I feel sad for people who have to judge Jimi Hendrix on the basis of recordings and film alone; because in the flesh he was so extraordinary. He had a kind of alchemist’s ability; when he was on the stage, he changed. He physically changed. He became incredibly graceful and beautiful. It wasn’t just people taking LSD, though that was going on, there’s no question. But he had a power that almost sobered you up if you were on an acid trip. He was bigger than LSD.

What he played was fucking loud but also incredibly lyrical and expert. He managed to build this bridge between true blues guitar — the kind that Eric Clapton had been battling with for years and years — and modern sounds, the kind of Syd Barrett-meets-Townshend sound, the wall of screaming guitar sound that U2 popularized. He brought the two together brilliantly. And it was supported by a visual magic that obviously you won’t get if you just listen to the music. He did this thing where he would play a chord, and then he would sweep his left hand through the air in a curve, and it would almost take you away from the idea that there was a guitar player here and that the music was actually coming out of the end of his fingers. And then people say, “Well, you were obviously on drugs.” But I wasn’t, and I wasn’t drunk, either. I can just remember being taken over by this, and the images he was producing or evoking were naturally psychedelic in tone because we were surrounded by psychedelic graphics. All of the images that were around us at the time had this kind of echoey, acidy quality to them. The lighting in all the clubs was psychedelic and drippy.

Dataset records
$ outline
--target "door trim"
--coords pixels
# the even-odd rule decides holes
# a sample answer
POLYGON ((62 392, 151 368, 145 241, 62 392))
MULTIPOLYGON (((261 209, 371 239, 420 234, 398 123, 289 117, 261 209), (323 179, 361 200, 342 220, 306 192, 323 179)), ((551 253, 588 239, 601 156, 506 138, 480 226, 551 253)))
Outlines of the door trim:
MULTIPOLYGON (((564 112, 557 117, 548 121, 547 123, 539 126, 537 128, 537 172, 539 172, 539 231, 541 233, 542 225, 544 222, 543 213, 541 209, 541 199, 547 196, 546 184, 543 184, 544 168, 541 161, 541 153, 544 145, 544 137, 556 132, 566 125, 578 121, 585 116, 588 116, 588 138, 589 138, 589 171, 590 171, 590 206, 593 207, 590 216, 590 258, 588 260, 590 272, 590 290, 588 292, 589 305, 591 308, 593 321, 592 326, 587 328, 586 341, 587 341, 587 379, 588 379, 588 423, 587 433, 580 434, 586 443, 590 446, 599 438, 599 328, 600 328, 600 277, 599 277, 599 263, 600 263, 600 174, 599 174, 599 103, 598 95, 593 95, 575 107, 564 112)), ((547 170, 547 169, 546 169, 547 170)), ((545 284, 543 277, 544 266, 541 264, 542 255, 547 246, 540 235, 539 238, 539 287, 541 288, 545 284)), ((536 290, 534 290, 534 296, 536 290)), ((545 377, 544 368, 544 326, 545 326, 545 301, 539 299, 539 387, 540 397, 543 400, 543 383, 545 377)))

Aim A
Using the Hendrix passage, answer these:
(i) According to the speaker, what did Hendrix become when he was on the stage?
(ii) Whose years of battling with true blues guitar are mentioned?
(iii) How is the lighting in all the clubs described?
Aim B
Reproduce the stretch of the Hendrix passage from "I feel sad for" through "bigger than LSD.".

Worked answer A
(i) Incredibly graceful and beautiful.
(ii) Eric Clapton's.
(iii) Psychedelic and drippy.

Worked answer B
I feel sad for people who have to judge Jimi Hendrix on the basis of recordings and film alone; because in the flesh he was so extraordinary. He had a kind of alchemist’s ability; when he was on the stage, he changed. He physically changed. He became incredibly graceful and beautiful. It wasn’t just people taking LSD, though that was going on, there’s no question. But he had a power that almost sobered you up if you were on an acid trip. He was bigger than LSD.